To do:
Reproduce the following material line for line, without changing anything.

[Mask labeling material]
· · ·
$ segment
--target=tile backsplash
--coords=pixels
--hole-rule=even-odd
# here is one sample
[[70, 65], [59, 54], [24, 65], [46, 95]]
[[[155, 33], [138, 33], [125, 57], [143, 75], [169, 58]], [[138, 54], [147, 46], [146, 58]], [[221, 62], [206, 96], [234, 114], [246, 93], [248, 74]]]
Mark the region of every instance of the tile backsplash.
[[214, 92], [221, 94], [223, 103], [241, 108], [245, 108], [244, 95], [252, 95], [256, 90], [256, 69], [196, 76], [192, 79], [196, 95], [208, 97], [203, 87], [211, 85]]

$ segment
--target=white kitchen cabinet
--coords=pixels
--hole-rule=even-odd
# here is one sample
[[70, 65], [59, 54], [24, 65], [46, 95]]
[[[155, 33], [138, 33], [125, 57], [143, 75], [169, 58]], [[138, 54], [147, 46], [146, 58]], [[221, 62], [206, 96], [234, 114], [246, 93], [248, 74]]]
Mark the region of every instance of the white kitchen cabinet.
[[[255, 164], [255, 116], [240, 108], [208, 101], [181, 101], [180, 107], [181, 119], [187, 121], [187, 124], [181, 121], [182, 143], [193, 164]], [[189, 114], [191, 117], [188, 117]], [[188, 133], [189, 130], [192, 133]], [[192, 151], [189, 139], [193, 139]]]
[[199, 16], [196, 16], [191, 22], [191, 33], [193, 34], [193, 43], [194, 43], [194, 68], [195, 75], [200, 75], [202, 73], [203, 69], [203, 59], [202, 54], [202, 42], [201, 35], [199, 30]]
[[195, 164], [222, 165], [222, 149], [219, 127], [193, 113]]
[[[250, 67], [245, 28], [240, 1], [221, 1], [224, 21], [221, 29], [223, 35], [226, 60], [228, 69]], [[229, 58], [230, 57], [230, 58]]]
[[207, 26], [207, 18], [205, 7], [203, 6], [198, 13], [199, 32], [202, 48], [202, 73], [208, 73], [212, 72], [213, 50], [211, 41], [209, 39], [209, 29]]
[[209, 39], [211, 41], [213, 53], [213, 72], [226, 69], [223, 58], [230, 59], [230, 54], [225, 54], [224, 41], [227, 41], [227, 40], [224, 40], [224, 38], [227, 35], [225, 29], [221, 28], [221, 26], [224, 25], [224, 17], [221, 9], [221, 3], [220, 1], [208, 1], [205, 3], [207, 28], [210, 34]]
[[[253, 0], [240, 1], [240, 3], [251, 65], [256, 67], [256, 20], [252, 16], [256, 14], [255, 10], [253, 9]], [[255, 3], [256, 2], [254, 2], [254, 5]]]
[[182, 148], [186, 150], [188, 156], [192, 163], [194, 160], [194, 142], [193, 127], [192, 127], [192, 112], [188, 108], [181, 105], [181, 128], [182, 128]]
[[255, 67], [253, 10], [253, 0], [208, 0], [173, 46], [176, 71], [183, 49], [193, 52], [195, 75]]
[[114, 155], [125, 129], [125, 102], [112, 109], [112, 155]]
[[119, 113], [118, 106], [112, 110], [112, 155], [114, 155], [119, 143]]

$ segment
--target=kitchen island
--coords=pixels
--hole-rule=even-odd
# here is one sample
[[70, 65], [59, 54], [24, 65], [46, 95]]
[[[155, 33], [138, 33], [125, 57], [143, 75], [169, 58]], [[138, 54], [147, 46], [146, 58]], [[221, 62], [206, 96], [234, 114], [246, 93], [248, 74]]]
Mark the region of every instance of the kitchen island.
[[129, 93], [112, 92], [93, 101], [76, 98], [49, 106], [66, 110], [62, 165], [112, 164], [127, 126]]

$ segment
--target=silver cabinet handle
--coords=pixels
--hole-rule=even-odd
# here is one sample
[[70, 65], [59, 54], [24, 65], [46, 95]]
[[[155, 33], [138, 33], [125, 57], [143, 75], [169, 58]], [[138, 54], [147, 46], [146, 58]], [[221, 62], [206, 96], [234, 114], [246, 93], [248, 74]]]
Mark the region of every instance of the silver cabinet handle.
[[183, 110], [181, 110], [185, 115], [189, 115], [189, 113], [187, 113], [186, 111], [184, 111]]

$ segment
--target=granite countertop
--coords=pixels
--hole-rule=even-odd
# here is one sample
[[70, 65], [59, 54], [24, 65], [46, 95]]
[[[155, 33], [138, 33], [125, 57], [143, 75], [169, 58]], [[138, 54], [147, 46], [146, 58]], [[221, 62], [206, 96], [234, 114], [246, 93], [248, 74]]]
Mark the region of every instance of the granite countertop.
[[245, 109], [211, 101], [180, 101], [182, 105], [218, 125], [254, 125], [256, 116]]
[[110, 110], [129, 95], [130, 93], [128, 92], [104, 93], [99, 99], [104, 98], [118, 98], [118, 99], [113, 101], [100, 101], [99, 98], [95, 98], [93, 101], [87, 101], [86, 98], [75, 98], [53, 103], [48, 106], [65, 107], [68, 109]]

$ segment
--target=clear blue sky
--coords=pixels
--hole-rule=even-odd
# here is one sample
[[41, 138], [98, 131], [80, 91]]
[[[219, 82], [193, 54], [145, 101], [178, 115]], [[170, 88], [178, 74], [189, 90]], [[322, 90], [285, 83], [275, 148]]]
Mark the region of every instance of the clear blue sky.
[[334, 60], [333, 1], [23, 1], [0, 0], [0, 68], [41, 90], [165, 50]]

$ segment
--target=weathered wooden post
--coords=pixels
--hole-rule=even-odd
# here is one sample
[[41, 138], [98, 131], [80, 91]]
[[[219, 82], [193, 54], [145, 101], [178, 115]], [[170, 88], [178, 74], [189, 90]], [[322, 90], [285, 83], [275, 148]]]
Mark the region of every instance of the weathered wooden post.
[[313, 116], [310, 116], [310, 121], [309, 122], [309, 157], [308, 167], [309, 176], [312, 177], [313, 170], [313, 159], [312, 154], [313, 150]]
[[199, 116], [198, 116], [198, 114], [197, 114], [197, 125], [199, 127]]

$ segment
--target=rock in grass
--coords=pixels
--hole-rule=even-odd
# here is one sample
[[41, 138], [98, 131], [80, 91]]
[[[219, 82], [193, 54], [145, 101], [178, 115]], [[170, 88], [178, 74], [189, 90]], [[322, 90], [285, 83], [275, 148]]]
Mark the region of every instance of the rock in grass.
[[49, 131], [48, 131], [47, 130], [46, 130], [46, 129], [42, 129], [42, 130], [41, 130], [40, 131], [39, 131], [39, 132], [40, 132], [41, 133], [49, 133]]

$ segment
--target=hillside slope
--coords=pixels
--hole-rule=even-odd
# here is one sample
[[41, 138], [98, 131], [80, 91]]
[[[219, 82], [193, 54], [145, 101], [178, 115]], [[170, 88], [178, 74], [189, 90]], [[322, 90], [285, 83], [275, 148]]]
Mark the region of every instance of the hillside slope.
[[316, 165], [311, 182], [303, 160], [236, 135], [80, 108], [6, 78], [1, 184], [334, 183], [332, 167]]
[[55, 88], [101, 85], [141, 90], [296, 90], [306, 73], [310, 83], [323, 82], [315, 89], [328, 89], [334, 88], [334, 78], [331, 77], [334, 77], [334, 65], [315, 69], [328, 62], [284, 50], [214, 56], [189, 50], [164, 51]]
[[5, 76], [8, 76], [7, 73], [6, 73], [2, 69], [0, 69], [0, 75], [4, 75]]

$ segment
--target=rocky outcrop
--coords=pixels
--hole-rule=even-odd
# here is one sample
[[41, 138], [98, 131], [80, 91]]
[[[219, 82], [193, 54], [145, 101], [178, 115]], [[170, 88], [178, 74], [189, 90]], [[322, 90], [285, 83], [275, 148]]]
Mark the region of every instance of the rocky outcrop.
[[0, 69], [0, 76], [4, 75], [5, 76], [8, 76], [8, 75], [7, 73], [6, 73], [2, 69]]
· · ·
Result:
$ segment
--target=tile backsplash
--coords=pixels
--hole-rule=even-odd
# here is one sample
[[70, 65], [59, 54], [24, 65], [46, 95]]
[[[155, 33], [138, 33], [125, 57], [143, 75], [169, 58]], [[138, 54], [147, 46], [146, 58]], [[221, 62], [206, 96], [234, 114], [246, 93], [248, 74]]]
Mark the region of every instance of the tile backsplash.
[[214, 92], [221, 94], [223, 103], [241, 108], [245, 108], [244, 95], [252, 95], [256, 90], [256, 69], [196, 76], [192, 79], [196, 95], [208, 97], [203, 87], [211, 85]]

$ segment
--target=white kitchen cabinet
--coords=pixels
--hole-rule=even-odd
# here is one sample
[[70, 65], [59, 54], [24, 65], [46, 95]]
[[[155, 33], [138, 33], [125, 57], [143, 75], [169, 58]], [[138, 54], [147, 46], [146, 58]], [[221, 62], [206, 96], [234, 114], [246, 93], [248, 74]]]
Mark the region of every instance of the white kitchen cabinet.
[[[255, 164], [255, 116], [240, 108], [208, 101], [181, 101], [180, 107], [181, 119], [187, 121], [187, 124], [181, 121], [182, 143], [193, 164]], [[189, 114], [191, 117], [188, 117]], [[188, 133], [189, 130], [192, 133]], [[192, 151], [189, 139], [193, 139]]]
[[199, 16], [196, 16], [191, 22], [191, 33], [193, 34], [193, 43], [194, 43], [194, 68], [195, 75], [200, 75], [202, 73], [203, 69], [203, 59], [202, 54], [202, 42], [201, 35], [199, 30]]
[[195, 164], [222, 165], [222, 149], [219, 127], [193, 113]]
[[[250, 67], [245, 28], [240, 1], [221, 1], [224, 21], [221, 29], [223, 35], [226, 60], [228, 69]], [[229, 58], [230, 57], [230, 58]]]
[[207, 26], [207, 18], [205, 7], [203, 6], [198, 13], [199, 32], [202, 48], [202, 73], [208, 73], [212, 72], [213, 50], [211, 41], [209, 39], [209, 29]]
[[209, 39], [211, 41], [213, 53], [213, 72], [226, 69], [223, 58], [230, 59], [230, 54], [225, 54], [224, 41], [227, 41], [227, 40], [224, 40], [224, 38], [227, 35], [225, 29], [221, 28], [221, 26], [224, 25], [224, 17], [221, 9], [221, 3], [220, 1], [208, 1], [205, 3], [207, 28], [210, 34]]
[[[253, 0], [240, 1], [240, 3], [251, 65], [256, 67], [256, 20], [252, 16], [256, 14], [255, 10], [253, 9]], [[255, 3], [256, 2], [254, 2], [254, 5]]]
[[182, 148], [186, 150], [188, 156], [192, 163], [194, 160], [194, 142], [193, 127], [192, 127], [192, 112], [188, 108], [181, 105], [181, 128], [182, 128]]
[[255, 67], [253, 10], [253, 0], [208, 0], [173, 46], [176, 71], [183, 49], [193, 52], [195, 75]]
[[114, 155], [125, 129], [125, 102], [112, 109], [112, 155]]
[[119, 113], [118, 106], [112, 110], [112, 155], [114, 155], [119, 143]]

$ segment
--target=kitchen island
--coords=pixels
--hole-rule=even-odd
# here is one sample
[[70, 65], [59, 54], [24, 65], [46, 95]]
[[[155, 33], [138, 33], [125, 57], [143, 75], [169, 58]], [[138, 54], [147, 46], [146, 58]], [[221, 62], [206, 96], [234, 114], [246, 93], [248, 74]]]
Mark the region of every instance of the kitchen island.
[[129, 93], [112, 92], [93, 101], [76, 98], [49, 106], [66, 110], [62, 165], [112, 164], [127, 126]]

$ segment
--target=silver cabinet handle
--coords=pixels
--hole-rule=even-odd
# here is one sample
[[70, 65], [59, 54], [24, 65], [46, 95]]
[[[155, 33], [138, 33], [125, 57], [143, 75], [169, 58]], [[138, 54], [147, 46], [146, 58]], [[221, 62], [206, 96], [234, 114], [246, 93], [248, 74]]]
Mark the region of every instance of the silver cabinet handle.
[[183, 110], [181, 110], [185, 115], [189, 115], [189, 113], [187, 113], [186, 111], [184, 111]]

$ segment
--target=granite countertop
--coords=pixels
--hole-rule=even-odd
# here is one sample
[[70, 65], [59, 54], [24, 65], [46, 95]]
[[[155, 33], [138, 33], [125, 57], [143, 75], [169, 58]], [[138, 54], [147, 46], [146, 58]], [[221, 62], [206, 96], [234, 114], [246, 93], [248, 74]]]
Mark the region of every instance of the granite countertop.
[[245, 109], [211, 101], [180, 101], [182, 105], [218, 125], [254, 125], [256, 116]]
[[110, 110], [129, 95], [130, 93], [128, 92], [104, 93], [99, 99], [104, 98], [118, 98], [118, 99], [113, 101], [100, 101], [99, 98], [95, 98], [93, 101], [87, 101], [86, 98], [75, 98], [53, 103], [48, 106], [65, 107], [68, 109]]

$ segment
--target=clear blue sky
--coords=pixels
--hole-rule=even-odd
# here is one sample
[[41, 138], [98, 131], [80, 91]]
[[[219, 82], [193, 54], [145, 101], [178, 115]], [[170, 88], [178, 74], [189, 90]], [[322, 90], [285, 83], [275, 148]]]
Mark the region of every instance of the clear blue sky.
[[334, 60], [333, 1], [23, 1], [0, 0], [0, 68], [41, 90], [165, 50]]

$ segment
--target=weathered wooden post
--coords=pixels
--hole-rule=even-odd
# here is one sample
[[41, 138], [98, 131], [80, 91]]
[[[219, 82], [193, 54], [145, 101], [178, 115]], [[170, 88], [178, 74], [189, 90]], [[322, 90], [285, 83], [275, 148]]]
Mark the region of every instance of the weathered wooden post.
[[313, 116], [310, 116], [310, 121], [309, 122], [309, 157], [308, 167], [309, 176], [312, 177], [313, 170], [313, 159], [312, 154], [313, 150]]
[[199, 116], [198, 116], [198, 114], [197, 114], [197, 125], [199, 127]]

$ segment
--target=rock in grass
--coords=pixels
--hole-rule=even-odd
# here is one sample
[[41, 138], [98, 131], [80, 91]]
[[[219, 82], [193, 54], [145, 101], [178, 115]], [[170, 88], [178, 74], [189, 90]], [[322, 90], [285, 83], [275, 148]]]
Mark the region of every instance of the rock in grass.
[[49, 131], [48, 131], [47, 130], [46, 130], [46, 129], [42, 129], [42, 130], [41, 130], [40, 131], [39, 131], [39, 132], [40, 132], [41, 133], [49, 133]]

$ segment
--target=hillside slope
--coords=pixels
--hole-rule=even-odd
# here is one sample
[[41, 138], [98, 131], [80, 91]]
[[[219, 82], [193, 54], [145, 101], [178, 115]], [[170, 88], [178, 74], [189, 90]], [[322, 90], [285, 83], [275, 148]]]
Mark the region of every instance of the hillside slope.
[[316, 165], [311, 182], [303, 160], [236, 135], [80, 108], [6, 78], [1, 184], [334, 183], [332, 167]]
[[55, 88], [101, 85], [141, 90], [296, 90], [306, 73], [310, 83], [323, 82], [315, 89], [328, 89], [334, 88], [334, 78], [331, 77], [334, 77], [334, 65], [315, 69], [328, 62], [284, 50], [214, 56], [189, 50], [164, 51]]
[[5, 76], [8, 76], [7, 73], [6, 73], [2, 69], [0, 69], [0, 75], [4, 75]]

$ segment
--target=rocky outcrop
--coords=pixels
--hole-rule=even-odd
# here is one sample
[[41, 138], [98, 131], [80, 91]]
[[[219, 82], [193, 54], [145, 101], [178, 115]], [[170, 88], [178, 74], [189, 90]], [[322, 90], [285, 83], [275, 148]]]
Mark the region of every instance of the rocky outcrop.
[[0, 69], [0, 76], [4, 75], [5, 76], [8, 76], [8, 75], [7, 73], [6, 73], [2, 69]]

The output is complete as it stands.